STUDY TEXT Block Start
That’s true. Even if the risk is 16x higher for smokers, that’s not enough to conclude that the entire difference, or any of it, is caused by smoking. It is still possible either:
(1) that the supposed effect is really the cause, or in this case that incipient cancer, or a pre-cancerous condition with chronic inflammation, is a factor in inducing the smoking of cigarettes, or (2) that cigarette smoking and lung cancer, though not mutually causative, are both influenced by a common cause, in this
case the individual genotype.
If you think that’s the stupidest thing you’ve ever heard, you can take it up with Sir Ronald Fisher, who actually made this argument with apparent sincerity in a 1957 letter to the British Medical Journal. I mention this in case you didn’t already know what an ass he was.
However, if we are willing to accept that smoking causes lung cancer, and is in fact responsible for all or nearly all of the increased risk, then we can use the data we have to answer a related question: if a smoker is diagnosed with lung cancer, what is the probability that it was caused by smoking?
To answer that, let’s assume that smokers are exposed at the same rate as non-smokers to causes of cancer other than smoking. In that case, their 16x risk would consist of 15x risk due to smoking and 1x risk due to other causes. So 15/16 cancers among smokers would be due to smoking, which is about 94%.
Some actual numbers
I rounded off the numbers in my example to make the math easy, so let’s see what the actual numbers are. “Smoking and Cancer“, one of the fact sheets published along with “The Health Consequences of Smoking—50 Years of Progress: A Report of the Surgeon General” includes this figure.
In the most recent interval, the relative risk was about 25x, and at that time about 20% of the U.S. population smoked. The lifetime risk of lung cancer is about 6%, including both smokers and non-smokers, so to find the lifetime risk for non-smokers, we can solve this equation for x:
p(smoker) x + p(non-smoker) (25 x) = 6%
0.8x + 0.2(25x) = 0.06
Which means the lifetime risk is about 1% for non-smokers and 25% for smokers. If we update the table with these numbers, we have
And with that, we can address another point raised by a Twitter friend:
By “smoking increases the risk of lung cancer” you could either mean relative to being a non-smoker or relative to the overall base rate of cancer (including a weighted average of smokers and non-smokers).
I meant the first, which is more common in epidemiology, but if we want the second, it’s about 25 / 6, which is a little more than 4.
Finally, looking at that figure you might wonder why the relative risk of smoking has increased so much. Based on my first pass through the literature, it seems like no one knows. There are at least three possibilities:
Over this period, cigarettes have been reformulated in ways that might make them more dangerous.
As the prevalence of smoking has decreased, it’s possible that the number of casual smokers has decreased more quickly, leaving a higher percentage of heavy smokers.
Or maybe the denominator of the ratio — the risk for non-smokers — has decreased.
In what I’ve read so far, the first explanation seems to get the most attention, but there doesn’t seem to be a clear causal path for it.The second and third explanations seem plausible to me, but I haven’t found the data to support them.
Causes of lung cancer in non-smokers include radon, second-hand smoke, asbestos, heavy metals, diesel exhaust, and air pollution. I would guess that exposure to all of them has decreased substantially since the 1960s. But it seems like we don’t have good evidence that the risk for non-smokers has decreased. That’s surprising, and a possible topic for a future post.
I think it's most likely that the change in risk is attributable to the risk of nonsmokers going down because of the reduction of environmental carcinogens. The banning of asbestos alone probably accounts for a huge chunk, plus lower emissions vehicles, cleaner factory and energy production, etc.
STUDY TEXT Block End
DATA SECTION Block Start
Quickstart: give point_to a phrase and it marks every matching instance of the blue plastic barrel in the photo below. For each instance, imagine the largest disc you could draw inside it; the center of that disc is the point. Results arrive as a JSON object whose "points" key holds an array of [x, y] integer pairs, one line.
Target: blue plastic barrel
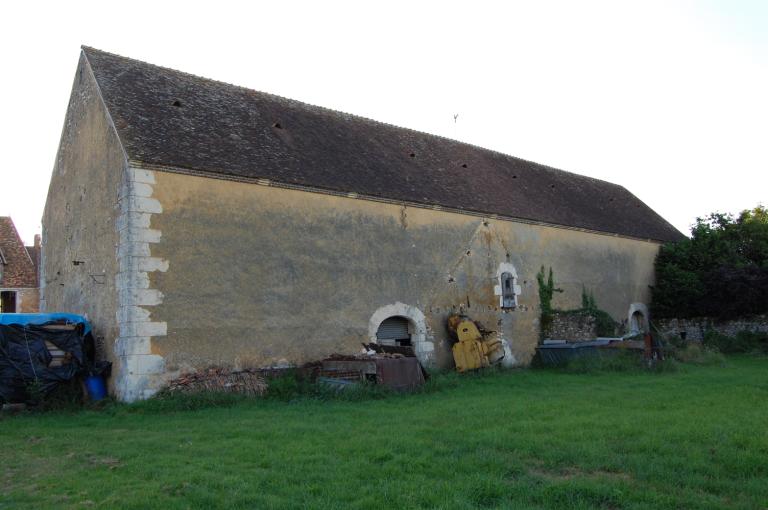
{"points": [[97, 390]]}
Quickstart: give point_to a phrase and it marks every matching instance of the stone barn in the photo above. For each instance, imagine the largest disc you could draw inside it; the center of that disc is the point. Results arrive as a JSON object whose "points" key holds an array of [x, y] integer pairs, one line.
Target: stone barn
{"points": [[202, 224]]}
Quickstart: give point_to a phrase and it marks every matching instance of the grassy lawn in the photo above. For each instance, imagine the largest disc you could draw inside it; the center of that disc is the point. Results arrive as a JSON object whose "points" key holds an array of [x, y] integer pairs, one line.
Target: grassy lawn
{"points": [[695, 438]]}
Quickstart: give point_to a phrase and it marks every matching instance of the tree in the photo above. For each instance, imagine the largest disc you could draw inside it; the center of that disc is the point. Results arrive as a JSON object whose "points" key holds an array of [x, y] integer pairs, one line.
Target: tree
{"points": [[721, 271]]}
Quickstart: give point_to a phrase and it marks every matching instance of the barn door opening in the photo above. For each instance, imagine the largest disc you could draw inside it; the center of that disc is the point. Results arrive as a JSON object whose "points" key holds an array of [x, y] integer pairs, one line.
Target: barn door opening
{"points": [[394, 331], [7, 302]]}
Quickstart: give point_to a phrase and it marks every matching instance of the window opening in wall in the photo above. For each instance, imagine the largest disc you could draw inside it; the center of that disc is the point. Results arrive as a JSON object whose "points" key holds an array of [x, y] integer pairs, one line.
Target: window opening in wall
{"points": [[637, 323], [508, 290], [7, 301], [394, 331]]}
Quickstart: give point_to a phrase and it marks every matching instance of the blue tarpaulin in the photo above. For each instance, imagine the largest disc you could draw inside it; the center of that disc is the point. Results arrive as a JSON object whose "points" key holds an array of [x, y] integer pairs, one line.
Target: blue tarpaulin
{"points": [[38, 319]]}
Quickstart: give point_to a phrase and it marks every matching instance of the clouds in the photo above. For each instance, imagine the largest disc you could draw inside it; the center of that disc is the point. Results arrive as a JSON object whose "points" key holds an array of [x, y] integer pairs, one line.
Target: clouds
{"points": [[666, 99]]}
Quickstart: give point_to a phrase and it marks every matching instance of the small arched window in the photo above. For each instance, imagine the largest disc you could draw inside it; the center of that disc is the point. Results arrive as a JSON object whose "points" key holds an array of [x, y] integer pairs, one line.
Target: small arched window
{"points": [[508, 298], [394, 331]]}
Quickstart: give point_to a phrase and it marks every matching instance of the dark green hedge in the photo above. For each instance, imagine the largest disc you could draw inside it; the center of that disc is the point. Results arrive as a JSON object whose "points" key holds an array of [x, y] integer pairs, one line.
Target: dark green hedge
{"points": [[720, 272]]}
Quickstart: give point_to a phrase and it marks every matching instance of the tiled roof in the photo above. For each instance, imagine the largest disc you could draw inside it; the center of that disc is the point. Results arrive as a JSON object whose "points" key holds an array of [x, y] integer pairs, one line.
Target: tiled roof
{"points": [[18, 269], [173, 119]]}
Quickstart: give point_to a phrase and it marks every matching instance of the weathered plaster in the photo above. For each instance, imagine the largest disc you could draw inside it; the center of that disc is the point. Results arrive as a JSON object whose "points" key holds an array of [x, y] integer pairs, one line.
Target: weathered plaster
{"points": [[78, 266], [633, 323], [273, 274]]}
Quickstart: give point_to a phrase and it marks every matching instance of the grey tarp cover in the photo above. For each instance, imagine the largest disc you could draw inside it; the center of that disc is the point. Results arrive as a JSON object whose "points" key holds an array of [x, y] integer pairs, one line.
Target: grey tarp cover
{"points": [[25, 360]]}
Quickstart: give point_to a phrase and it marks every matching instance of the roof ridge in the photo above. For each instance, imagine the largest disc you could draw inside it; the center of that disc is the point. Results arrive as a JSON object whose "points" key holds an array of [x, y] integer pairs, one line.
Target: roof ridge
{"points": [[86, 48]]}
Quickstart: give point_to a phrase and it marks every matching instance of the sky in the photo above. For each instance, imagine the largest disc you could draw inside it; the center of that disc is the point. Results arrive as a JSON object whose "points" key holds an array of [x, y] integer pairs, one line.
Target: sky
{"points": [[667, 98]]}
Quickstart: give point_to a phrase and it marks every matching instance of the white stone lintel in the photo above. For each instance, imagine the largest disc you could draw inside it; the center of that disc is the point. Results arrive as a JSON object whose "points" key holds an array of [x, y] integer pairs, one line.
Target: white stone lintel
{"points": [[141, 175], [133, 314], [140, 297], [133, 203], [128, 346]]}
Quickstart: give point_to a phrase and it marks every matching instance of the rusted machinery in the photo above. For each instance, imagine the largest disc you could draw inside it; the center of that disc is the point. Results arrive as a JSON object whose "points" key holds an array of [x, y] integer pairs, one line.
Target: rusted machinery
{"points": [[475, 347]]}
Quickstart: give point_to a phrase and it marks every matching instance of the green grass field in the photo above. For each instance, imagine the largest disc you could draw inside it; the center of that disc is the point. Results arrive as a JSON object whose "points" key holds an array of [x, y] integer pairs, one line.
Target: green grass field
{"points": [[693, 438]]}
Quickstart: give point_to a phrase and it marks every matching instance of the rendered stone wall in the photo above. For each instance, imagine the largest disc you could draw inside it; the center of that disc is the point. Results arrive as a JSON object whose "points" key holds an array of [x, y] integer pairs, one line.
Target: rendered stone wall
{"points": [[574, 327], [695, 329], [261, 276], [78, 268]]}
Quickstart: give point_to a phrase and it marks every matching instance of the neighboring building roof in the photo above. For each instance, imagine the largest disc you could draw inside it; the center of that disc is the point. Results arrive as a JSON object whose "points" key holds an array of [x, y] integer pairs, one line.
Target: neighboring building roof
{"points": [[17, 269], [172, 119], [34, 254]]}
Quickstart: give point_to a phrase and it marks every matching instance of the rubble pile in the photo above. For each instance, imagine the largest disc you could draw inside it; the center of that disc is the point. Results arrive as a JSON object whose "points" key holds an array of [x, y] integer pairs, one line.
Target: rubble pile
{"points": [[246, 382]]}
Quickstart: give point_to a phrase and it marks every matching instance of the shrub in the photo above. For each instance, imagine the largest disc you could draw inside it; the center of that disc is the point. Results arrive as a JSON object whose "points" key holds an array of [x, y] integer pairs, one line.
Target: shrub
{"points": [[721, 271], [743, 342]]}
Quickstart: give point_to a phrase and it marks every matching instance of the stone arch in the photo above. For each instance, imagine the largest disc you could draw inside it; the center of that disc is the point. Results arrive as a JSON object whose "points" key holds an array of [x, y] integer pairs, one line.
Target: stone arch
{"points": [[637, 318], [423, 346], [506, 268]]}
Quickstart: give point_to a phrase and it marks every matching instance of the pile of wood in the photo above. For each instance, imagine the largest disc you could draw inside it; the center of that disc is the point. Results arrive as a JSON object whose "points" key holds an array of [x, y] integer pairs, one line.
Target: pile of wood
{"points": [[246, 382], [58, 357]]}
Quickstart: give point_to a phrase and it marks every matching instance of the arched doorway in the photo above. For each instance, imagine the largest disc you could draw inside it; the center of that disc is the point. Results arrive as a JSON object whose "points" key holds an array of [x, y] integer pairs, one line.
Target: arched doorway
{"points": [[394, 331], [637, 318], [396, 318]]}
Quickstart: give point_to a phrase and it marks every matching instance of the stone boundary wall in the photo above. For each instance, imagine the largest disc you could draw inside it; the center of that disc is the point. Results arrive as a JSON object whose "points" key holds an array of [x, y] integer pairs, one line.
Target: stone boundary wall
{"points": [[574, 327], [695, 329]]}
DATA SECTION Block End
■ WORK ORDER ■
Write out, word for word, the part of the passage on smoking and lung cancer above starting at "I meant the" and ending at "them more dangerous.".

■ EXERCISE RESULT ■
I meant the first, which is more common in epidemiology, but if we want the second, it’s about 25 / 6, which is a little more than 4.
Finally, looking at that figure you might wonder why the relative risk of smoking has increased so much. Based on my first pass through the literature, it seems like no one knows. There are at least three possibilities:
Over this period, cigarettes have been reformulated in ways that might make them more dangerous.